[Document excerpt]:
Representation ID: 3184

Received: 16/12/2019

Respondent: Nash Parish Council

Legally compliant? No

Sound? No

Representation Summary:

The extent of the changes and the predicted need for early modification suggests previous consultations are invalid and an ineffective use of resources.
The introduction of Shenley Park (MMM076) is strongly opposed. It threatens the MK/AVDC boundary; promotes the extension of MK and could potentially destroy Whaddon Chase.
Alternative areas for MK development and boundary changes are suggested.

Change suggested by respondent:

Not stated

Full text:

Comments on the VALP modifications based on the documents "MASTER Draft Submission VALP - FINAL with maps low res", 318 pages, "All modifications 011019", 169 pages, and "Corrections to Mod table rev 011019", 76 pages, from AVDC.
As a general observation, the extent of the changes, involving some 245 pages of notes, to an original document of 318 pages, surely strikes at the very heart of the validity of the VALP and distorts it to an extent where the previous public consultation is surely now invalid. The publicly acknowledged admission by AVDC that when approved VALP would have to be modified within 5 years, well before its expected scope termination of 2033, would seem to indicate that the whole exercise is a waste of time and resources. If this exercise is to be continued Nash Parish Council needs to register its dissatisfaction with the modification listed below in particular. This does not mean Nash Parish Council is in agreement with all the other modifications but merely that this change introduces the most glaring lack of consistency and connected planning in the 245 pages of changes.
MM076 introduces Shenley Park as a necessary site for over 1100 houses, with a potential of 2000, and also promises a defensible Milton Keynes boundary - which it clearly is not. Nash Parish Council rejects any proposal to develop this area.
The importance of a well-defined Milton Keynes boundary has previously been tested during the "development over the ridge" planning action in 2004, when the inspector supported the view that Milton Keynes development should not extend beyond the North Bucks Way. This boundary is included in the current Milton Keynes adopted plan, Plan:MK Adopted Version (March 2019), where it is further confirmed by policy to leave the area to the north of Shenley Park as open countryside. The importance of a well-defined boundary was reiterated in the VALP under the Salden Chase proposal, a paragraph since deleted under MM072, but reappears at several new points in the examination changes. Any development by AVDC, or the subsequent Buckinghamshire Unitary, on their side of the boundary produces an unsustainable situation where council tax and house build premiums are diverted to Buckinghamshire which should clearly go to Milton Keynes whose facilities will be used by residents of such development. Even rubbish collection will be inefficient, going only to the boundary from where another organisation continues. This can only lead in the long run to acknowledgement of the situation and the extension of the Milton Keynes boundary to include such development. Thus, far from providing a defensible boundary it actually promotes the extension of Milton Keynes. In the Shenley Park case, as the development fills the space between Milton Keynes and the Whaddon residential area, there would then be a good case to include the whole of Whaddon Parish within Milton Keynes, which would completely destroy the historic Whaddon Chase.

[Dataset extract]:
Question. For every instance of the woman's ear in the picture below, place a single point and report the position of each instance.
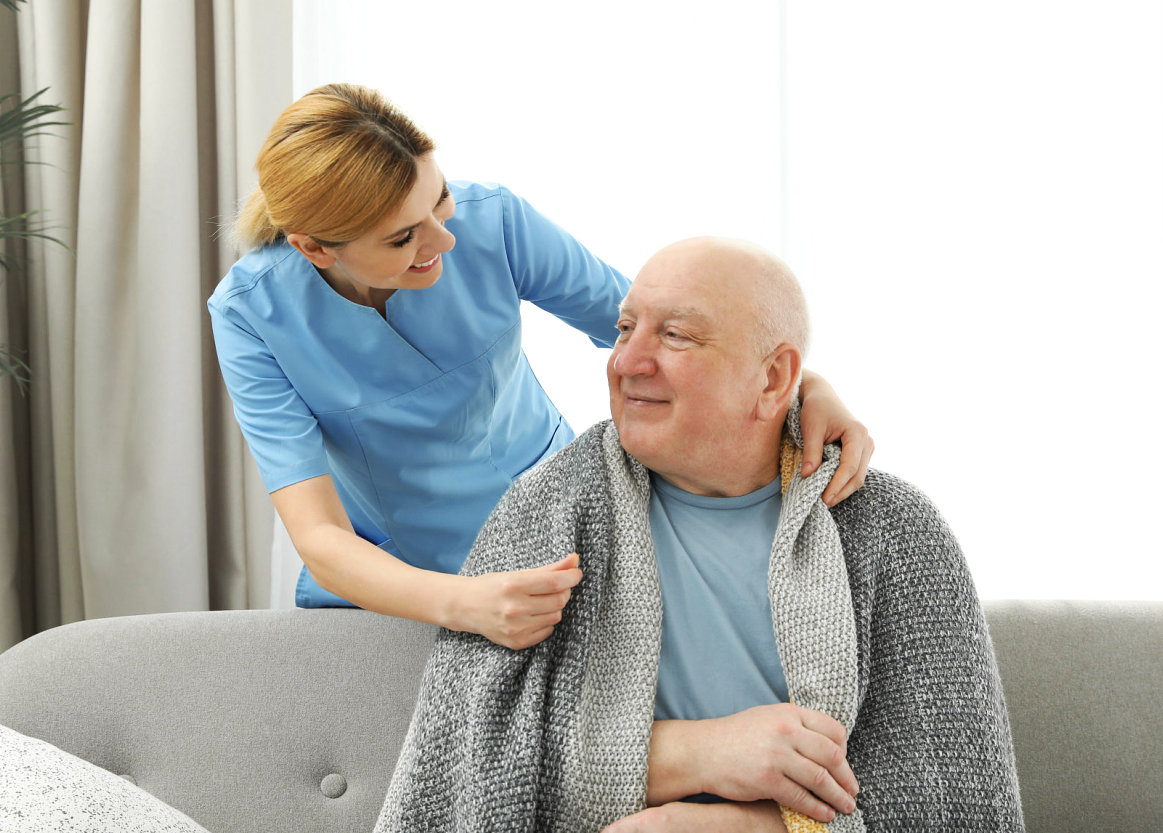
(320, 255)
(783, 371)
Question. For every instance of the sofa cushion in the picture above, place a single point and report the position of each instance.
(44, 789)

[Exercise details]: Pick up the parish council's objection to the Shenley Park plan changes after its last sentence and carry it on.

[Task answer]:
In a well-ordered planning system, it would be acknowledged that there will inevitably be areas on the edge of Milton Keynes where the original boundary was incorrect for political reasons, and now, due to developments, should logically be expanded. For example, in the Eaton Leys area, south of Milton Keynes, where Milton Keynes proposes to develop their part of what is logically a much larger development opportunity, the remainder is 'owned' by AVDC. Similarly, Newton Leys could logically be extended. But wherever AVDC places development on the edge of Milton Keynes it will produce conflict. Milton Keynes, as a separate planning authority, will have organised infrastructure to cater for only its own planned development. Developments close to Milton Keynes distort the approved local plans. A well-ordered planning system would acknowledge this and cede weak areas to Milton Keynes so that development is made to Milton Keynes standards, with taxes supporting the correct authority, and facilities and infrastructure supplied by the correct authority. In exchange AVDC should receive a credit for the house numbers Milton Keynes built on the land so they do not suffer the housing shortfall. Thus, where there is a strong logical boundary, such as Shenley Park, this should be maintained, and where the boundary is weak, such as the Eaton Leys, Newton Leys and Salden Chase, areas should be offered to Milton Keynes for development as Milton Keynes extensions in exchange for house number credit.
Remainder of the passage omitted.